# START OF Records to use
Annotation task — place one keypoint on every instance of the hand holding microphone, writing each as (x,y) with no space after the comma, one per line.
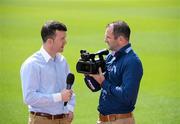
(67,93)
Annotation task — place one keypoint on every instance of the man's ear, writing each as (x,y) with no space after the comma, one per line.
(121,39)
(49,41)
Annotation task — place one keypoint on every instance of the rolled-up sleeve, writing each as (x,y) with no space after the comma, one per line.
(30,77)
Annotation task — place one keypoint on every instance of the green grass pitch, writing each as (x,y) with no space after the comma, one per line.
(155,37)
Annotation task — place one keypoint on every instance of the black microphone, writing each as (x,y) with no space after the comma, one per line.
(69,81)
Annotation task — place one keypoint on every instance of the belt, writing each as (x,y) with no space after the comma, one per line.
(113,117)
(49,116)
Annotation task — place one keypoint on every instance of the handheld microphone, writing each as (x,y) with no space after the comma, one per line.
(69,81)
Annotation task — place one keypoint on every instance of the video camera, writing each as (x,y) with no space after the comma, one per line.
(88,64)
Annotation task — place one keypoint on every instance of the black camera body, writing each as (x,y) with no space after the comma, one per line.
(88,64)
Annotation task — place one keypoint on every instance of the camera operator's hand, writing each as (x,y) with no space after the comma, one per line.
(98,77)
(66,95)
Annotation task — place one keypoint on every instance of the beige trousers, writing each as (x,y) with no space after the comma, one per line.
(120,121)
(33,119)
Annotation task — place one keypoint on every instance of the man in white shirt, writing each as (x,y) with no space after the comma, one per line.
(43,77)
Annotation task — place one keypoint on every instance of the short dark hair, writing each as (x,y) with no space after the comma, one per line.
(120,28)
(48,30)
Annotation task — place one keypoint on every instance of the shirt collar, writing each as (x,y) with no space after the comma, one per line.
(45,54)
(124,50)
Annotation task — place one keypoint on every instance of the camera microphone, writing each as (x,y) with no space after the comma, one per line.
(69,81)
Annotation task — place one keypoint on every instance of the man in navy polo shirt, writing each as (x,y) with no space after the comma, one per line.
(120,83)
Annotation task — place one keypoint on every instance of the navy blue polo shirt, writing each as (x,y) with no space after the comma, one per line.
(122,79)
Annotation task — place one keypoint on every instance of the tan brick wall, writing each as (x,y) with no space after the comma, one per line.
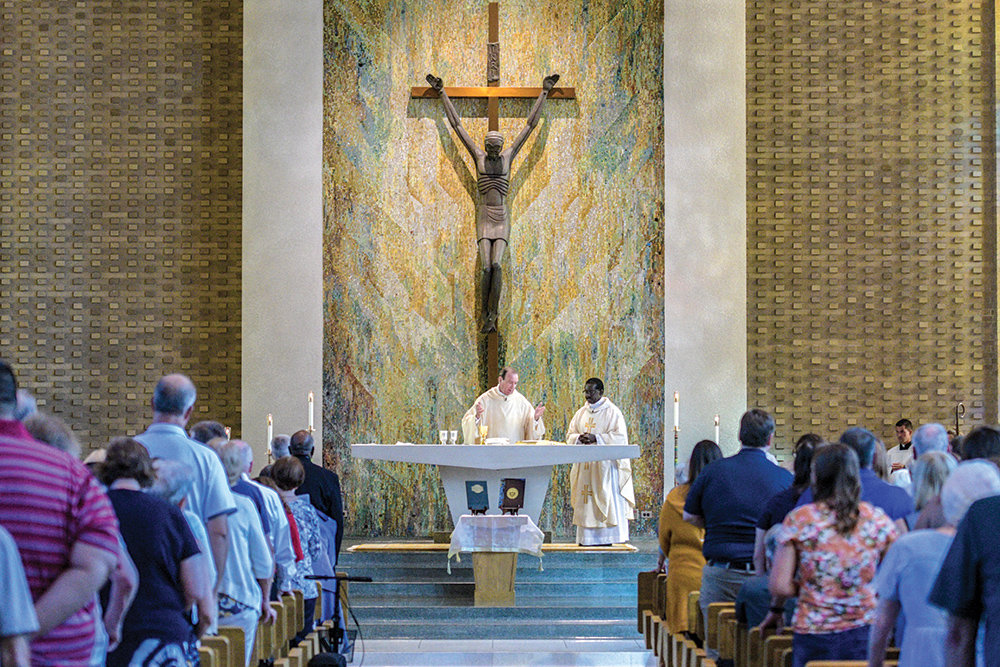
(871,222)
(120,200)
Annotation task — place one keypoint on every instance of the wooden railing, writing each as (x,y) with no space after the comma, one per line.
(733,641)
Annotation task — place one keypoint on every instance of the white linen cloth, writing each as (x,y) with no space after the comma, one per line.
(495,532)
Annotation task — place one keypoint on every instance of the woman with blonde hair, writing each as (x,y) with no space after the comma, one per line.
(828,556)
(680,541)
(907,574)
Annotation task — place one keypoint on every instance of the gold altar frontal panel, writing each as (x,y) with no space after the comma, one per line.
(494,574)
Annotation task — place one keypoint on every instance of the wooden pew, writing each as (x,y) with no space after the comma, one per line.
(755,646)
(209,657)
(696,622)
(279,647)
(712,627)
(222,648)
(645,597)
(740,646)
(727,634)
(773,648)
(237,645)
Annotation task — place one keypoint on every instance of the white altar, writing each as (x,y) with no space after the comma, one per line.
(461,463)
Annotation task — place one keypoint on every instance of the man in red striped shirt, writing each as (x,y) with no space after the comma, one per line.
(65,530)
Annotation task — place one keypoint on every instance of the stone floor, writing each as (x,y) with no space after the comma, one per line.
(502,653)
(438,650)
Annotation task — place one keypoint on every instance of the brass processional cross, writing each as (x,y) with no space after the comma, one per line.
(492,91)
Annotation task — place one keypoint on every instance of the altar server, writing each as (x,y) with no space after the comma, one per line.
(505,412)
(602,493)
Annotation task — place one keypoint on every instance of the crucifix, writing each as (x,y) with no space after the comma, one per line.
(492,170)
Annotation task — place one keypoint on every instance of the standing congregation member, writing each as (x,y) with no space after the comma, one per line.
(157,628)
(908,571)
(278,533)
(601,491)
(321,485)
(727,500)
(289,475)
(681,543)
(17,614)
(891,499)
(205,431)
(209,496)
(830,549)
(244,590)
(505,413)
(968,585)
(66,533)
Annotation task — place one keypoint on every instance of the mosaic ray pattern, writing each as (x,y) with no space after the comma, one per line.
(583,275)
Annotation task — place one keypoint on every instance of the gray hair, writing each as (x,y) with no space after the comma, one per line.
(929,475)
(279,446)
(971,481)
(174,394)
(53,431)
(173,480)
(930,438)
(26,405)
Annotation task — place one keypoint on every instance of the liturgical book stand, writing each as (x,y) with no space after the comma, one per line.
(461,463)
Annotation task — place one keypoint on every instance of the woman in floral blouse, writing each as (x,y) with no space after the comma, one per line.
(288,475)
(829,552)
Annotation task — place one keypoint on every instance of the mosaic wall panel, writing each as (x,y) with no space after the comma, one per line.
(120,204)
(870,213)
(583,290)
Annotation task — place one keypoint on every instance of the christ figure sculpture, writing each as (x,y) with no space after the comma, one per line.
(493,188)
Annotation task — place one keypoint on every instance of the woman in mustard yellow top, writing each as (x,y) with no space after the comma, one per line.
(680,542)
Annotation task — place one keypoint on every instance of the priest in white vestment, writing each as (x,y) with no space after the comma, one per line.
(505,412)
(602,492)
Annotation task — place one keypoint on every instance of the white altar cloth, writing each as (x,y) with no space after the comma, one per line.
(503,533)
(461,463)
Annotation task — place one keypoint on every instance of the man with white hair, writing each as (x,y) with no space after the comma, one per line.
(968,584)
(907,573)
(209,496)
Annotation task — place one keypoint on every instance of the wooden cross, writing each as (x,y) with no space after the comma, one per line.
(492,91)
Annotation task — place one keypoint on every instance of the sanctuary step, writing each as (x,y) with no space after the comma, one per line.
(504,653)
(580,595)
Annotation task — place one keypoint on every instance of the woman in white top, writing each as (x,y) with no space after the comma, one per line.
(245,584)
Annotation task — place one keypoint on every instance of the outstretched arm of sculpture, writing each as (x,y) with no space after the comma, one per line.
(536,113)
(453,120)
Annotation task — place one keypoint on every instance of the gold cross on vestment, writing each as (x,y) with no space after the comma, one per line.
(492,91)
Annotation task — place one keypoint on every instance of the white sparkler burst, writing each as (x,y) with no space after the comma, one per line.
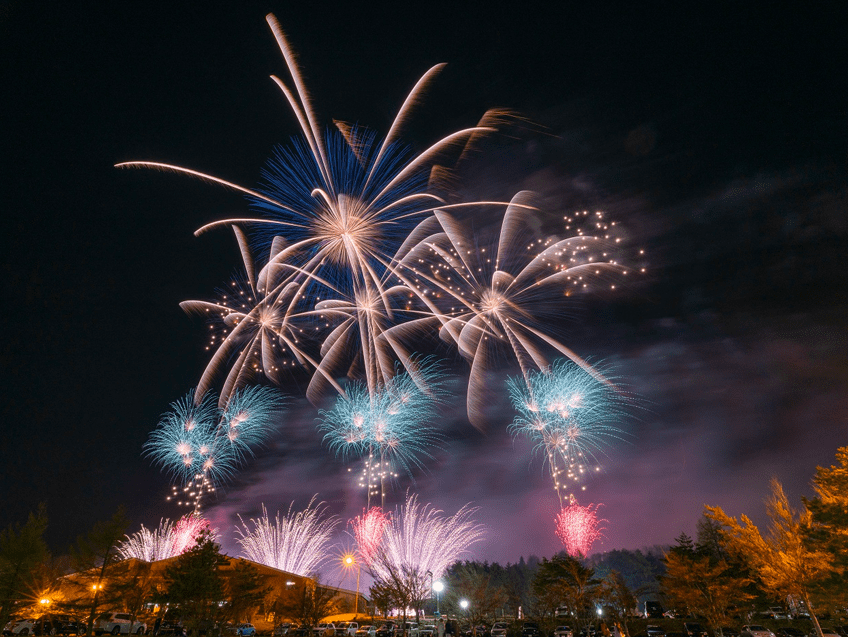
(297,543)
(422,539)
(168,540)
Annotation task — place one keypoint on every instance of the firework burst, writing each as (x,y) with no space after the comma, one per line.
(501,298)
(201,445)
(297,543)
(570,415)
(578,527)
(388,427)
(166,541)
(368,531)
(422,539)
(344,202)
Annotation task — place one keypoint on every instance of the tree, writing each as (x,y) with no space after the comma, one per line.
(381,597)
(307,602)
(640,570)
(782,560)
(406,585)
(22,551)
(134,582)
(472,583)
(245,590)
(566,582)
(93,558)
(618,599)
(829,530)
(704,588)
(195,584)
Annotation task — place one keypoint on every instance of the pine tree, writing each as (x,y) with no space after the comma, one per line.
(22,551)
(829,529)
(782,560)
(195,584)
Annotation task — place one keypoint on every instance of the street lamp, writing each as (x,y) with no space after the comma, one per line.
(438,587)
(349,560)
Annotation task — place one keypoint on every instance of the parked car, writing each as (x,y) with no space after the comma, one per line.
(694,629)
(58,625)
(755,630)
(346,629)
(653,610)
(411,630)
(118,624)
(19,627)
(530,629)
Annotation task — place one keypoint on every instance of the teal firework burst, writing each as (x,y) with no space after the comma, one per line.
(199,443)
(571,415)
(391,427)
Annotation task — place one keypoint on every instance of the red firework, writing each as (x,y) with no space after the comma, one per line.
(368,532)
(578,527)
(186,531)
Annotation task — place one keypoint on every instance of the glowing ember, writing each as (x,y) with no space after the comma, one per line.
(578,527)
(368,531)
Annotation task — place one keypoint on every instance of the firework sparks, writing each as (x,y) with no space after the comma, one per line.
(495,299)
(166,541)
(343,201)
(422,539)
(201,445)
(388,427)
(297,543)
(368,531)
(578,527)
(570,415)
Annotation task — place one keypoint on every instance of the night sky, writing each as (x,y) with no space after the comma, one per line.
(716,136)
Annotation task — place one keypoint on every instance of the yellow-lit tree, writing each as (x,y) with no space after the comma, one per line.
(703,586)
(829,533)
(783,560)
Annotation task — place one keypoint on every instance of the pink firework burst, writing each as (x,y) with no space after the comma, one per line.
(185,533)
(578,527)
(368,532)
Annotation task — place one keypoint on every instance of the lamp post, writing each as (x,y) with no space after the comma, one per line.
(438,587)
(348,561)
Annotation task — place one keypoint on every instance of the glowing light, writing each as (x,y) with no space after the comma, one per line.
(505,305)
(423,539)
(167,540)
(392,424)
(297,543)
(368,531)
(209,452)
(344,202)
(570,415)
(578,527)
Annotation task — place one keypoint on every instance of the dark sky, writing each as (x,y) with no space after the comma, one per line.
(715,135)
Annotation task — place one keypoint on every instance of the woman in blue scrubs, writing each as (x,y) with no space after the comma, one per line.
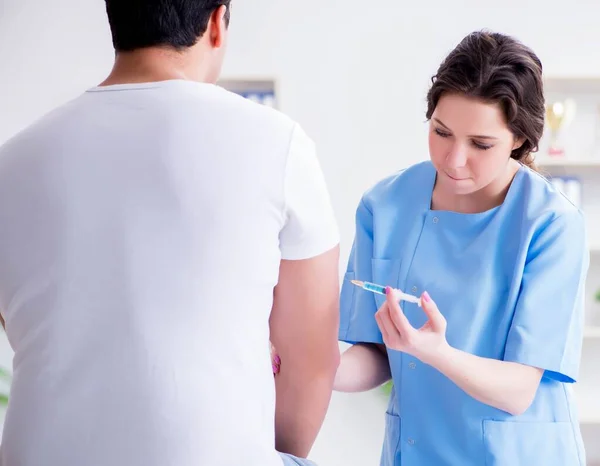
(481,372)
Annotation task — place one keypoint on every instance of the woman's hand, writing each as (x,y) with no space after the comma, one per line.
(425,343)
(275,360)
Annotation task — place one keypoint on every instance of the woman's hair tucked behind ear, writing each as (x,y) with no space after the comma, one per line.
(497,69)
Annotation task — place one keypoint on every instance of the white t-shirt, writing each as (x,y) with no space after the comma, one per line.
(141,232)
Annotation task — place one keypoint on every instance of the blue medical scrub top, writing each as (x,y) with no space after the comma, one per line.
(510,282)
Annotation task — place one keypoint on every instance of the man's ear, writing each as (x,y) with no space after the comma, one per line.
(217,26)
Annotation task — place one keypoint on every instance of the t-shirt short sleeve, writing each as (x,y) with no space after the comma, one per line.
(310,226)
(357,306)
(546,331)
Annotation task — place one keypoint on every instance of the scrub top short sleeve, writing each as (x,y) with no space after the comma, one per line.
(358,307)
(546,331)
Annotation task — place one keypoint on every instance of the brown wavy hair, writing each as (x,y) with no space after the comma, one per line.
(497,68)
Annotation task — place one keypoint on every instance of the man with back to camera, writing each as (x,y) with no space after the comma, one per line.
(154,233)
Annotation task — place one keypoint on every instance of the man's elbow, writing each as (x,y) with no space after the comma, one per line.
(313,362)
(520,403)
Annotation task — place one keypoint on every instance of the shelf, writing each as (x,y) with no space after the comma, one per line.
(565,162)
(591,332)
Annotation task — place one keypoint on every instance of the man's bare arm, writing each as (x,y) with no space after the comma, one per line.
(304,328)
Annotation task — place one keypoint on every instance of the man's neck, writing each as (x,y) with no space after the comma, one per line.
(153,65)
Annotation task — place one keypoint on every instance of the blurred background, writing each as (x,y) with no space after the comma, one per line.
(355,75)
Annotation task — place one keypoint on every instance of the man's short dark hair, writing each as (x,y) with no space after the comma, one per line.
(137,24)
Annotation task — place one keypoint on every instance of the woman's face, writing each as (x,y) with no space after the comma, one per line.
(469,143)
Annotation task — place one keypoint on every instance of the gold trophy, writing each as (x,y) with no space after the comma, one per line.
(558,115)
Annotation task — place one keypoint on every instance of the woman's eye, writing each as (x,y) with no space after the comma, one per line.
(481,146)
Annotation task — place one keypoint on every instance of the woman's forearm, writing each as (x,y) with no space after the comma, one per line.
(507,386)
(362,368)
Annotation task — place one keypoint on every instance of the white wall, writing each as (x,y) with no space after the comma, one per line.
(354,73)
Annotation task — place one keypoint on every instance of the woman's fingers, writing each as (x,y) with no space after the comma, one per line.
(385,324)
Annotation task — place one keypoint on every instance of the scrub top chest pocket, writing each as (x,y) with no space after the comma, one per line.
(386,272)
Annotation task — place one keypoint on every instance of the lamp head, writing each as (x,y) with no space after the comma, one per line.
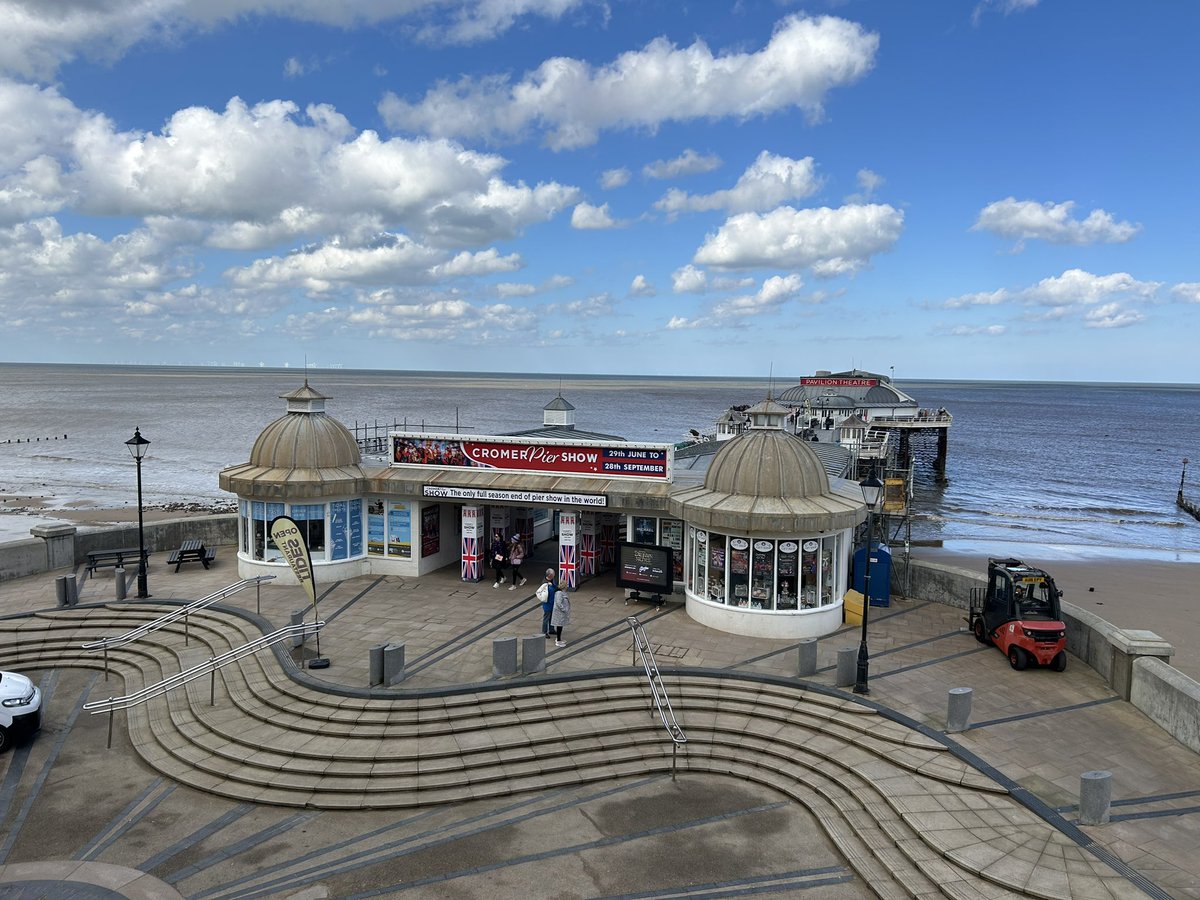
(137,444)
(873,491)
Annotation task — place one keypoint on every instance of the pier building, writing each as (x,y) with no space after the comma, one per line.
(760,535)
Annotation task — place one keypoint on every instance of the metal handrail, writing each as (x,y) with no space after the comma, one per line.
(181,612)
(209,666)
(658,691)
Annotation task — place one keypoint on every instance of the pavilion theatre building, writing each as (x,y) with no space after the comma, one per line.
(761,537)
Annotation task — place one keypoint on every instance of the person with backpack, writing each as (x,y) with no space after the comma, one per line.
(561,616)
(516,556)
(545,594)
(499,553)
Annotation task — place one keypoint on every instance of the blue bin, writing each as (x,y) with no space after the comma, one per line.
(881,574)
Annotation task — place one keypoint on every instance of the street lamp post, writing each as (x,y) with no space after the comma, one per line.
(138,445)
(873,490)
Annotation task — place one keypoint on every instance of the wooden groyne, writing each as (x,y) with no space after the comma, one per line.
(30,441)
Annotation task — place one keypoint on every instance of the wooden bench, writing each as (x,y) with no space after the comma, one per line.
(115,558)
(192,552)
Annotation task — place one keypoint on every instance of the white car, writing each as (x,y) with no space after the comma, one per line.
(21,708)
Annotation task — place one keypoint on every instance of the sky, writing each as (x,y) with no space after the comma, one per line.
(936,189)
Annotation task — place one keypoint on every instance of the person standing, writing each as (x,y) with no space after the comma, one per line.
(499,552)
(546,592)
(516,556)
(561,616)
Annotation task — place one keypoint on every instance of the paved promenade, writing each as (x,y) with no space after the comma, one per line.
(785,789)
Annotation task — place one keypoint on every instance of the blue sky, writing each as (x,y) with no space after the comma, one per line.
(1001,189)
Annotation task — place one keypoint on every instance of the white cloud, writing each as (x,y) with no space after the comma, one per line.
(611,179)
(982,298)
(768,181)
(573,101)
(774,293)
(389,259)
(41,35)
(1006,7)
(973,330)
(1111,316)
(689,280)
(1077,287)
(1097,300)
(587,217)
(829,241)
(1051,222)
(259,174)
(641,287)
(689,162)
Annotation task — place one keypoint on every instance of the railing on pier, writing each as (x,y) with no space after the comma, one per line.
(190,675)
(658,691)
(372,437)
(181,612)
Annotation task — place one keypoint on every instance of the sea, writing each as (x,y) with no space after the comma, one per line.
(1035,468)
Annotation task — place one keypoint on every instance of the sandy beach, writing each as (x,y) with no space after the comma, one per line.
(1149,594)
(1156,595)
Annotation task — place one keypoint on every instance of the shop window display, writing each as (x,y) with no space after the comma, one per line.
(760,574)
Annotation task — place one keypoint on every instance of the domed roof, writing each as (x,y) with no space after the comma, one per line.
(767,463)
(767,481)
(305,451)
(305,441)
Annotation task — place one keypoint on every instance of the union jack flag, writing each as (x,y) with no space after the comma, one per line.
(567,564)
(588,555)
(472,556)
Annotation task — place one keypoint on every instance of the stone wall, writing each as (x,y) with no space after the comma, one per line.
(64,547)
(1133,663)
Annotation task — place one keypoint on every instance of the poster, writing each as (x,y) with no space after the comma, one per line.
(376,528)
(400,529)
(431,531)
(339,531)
# END OF Records to use
What the task asks:
Rewrite the part of the data that opens with the line containing "stone wall, writing" and runs through the end, switching "poster" to "banner" and leaving everything else unchanged.

Written solution:
Annotation task — place one keypoint on every instance of the stone wall, writing each as (x,y) with no space after the comma, one per line.
(64,547)
(1133,663)
Annotation task — place one keypoint on every instance of the banner, writing each as (x,y) with no space after the comma, one per line.
(376,528)
(400,529)
(431,531)
(339,531)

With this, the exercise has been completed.